(Collection entries)
- - - - - - -

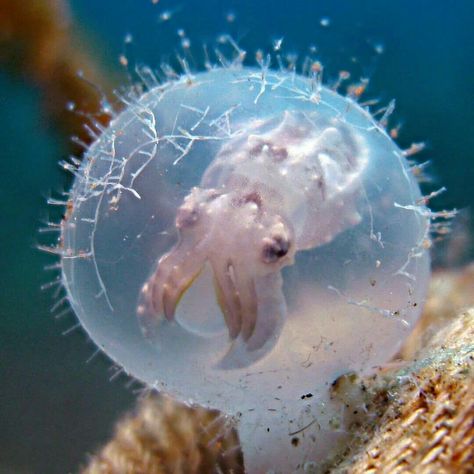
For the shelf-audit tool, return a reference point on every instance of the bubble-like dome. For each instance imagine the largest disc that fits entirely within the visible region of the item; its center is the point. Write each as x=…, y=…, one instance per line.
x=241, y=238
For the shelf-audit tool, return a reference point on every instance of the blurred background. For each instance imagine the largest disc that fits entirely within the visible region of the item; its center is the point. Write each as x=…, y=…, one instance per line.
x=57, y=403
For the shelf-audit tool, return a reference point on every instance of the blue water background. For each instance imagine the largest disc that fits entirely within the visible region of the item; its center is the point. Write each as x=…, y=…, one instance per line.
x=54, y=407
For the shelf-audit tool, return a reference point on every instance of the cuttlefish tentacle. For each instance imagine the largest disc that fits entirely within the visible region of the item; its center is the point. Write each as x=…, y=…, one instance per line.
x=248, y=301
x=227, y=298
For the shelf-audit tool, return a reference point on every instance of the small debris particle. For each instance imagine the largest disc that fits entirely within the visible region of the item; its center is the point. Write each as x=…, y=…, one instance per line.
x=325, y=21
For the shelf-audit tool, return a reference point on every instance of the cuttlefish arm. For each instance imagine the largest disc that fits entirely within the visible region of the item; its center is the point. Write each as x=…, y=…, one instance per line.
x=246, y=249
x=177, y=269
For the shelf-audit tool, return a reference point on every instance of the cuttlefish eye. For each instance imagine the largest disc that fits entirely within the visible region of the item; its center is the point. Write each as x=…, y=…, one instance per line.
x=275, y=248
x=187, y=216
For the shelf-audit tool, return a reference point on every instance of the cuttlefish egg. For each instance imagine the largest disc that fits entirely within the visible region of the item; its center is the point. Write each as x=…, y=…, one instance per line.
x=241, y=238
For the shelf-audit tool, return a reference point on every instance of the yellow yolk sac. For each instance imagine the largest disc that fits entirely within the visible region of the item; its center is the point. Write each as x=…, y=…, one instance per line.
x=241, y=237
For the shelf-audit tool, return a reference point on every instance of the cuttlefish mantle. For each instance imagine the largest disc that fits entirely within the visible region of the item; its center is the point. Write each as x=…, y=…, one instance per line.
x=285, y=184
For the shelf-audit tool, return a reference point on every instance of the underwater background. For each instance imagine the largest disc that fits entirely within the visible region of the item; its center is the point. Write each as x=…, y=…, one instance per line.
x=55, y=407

- - - - - - -

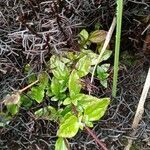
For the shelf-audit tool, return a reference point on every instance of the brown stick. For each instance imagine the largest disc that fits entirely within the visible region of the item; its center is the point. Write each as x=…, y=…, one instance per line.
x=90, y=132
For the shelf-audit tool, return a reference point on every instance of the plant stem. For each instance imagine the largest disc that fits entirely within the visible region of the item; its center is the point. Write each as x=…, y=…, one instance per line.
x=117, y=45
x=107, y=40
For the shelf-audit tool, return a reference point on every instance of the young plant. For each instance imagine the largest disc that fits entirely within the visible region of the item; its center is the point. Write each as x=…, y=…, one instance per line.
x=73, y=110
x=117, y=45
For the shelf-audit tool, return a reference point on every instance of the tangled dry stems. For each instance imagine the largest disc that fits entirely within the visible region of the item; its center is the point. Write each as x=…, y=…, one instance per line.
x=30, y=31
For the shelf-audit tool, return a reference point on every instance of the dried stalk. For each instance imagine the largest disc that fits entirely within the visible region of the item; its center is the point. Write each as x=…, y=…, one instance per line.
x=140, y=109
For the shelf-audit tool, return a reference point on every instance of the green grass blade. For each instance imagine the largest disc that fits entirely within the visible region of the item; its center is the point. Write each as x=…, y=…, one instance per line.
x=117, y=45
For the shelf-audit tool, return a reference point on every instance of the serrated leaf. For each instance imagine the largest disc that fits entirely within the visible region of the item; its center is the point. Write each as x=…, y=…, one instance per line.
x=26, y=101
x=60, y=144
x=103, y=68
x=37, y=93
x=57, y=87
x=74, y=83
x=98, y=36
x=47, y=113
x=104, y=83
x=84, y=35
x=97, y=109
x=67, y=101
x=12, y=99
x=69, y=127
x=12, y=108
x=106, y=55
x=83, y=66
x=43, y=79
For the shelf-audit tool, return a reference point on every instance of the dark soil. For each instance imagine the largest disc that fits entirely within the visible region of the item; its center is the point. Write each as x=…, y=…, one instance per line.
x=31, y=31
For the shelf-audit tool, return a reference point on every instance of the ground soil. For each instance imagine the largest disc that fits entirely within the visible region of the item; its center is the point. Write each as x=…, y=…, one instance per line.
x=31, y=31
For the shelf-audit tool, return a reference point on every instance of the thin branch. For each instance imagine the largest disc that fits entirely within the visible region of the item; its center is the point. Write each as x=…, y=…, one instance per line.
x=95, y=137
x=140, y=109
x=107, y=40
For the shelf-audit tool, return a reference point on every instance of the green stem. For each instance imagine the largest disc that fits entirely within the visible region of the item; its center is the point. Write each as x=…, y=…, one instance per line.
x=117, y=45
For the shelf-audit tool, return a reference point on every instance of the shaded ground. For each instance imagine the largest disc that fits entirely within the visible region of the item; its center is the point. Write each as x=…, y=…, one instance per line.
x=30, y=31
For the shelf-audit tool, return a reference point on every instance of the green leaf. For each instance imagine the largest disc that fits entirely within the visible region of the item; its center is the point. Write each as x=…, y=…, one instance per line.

- - - - - - -

▶ Exercise instructions
Format the lines of the listing above as a numbered list, starting with the line containing "the cuttlefish arm." and ending with the line containing "x=177, y=269", inclusive. Leave out blank lines.

▶ Result of the exercise
1. For the shelf-audit tool, return a reference point on every instance of the cuttlefish arm. For each instance imagine the largest disc that fits entirely within the visible region of the item; its center is the point. Write each as x=…, y=…, one instance per line.
2. x=246, y=249
3. x=177, y=269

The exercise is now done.